- [Task description]:
Present the records below as a Markdown table with two columns, Row and Line, giving each line its own numbered row and omitting any blank lines.

- [Listed entries]:
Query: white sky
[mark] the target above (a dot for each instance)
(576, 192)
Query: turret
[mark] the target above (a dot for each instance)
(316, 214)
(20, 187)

- [Response to this exercise]:
| Row | Line |
|---|---|
| 1 | Query: white sky |
| 2 | [mark] the target above (a dot for each instance) |
| 3 | (576, 192) |
| 4 | Query: turret |
| 5 | [mark] the target above (a dot for each instance) |
| 6 | (316, 214) |
| 7 | (20, 187) |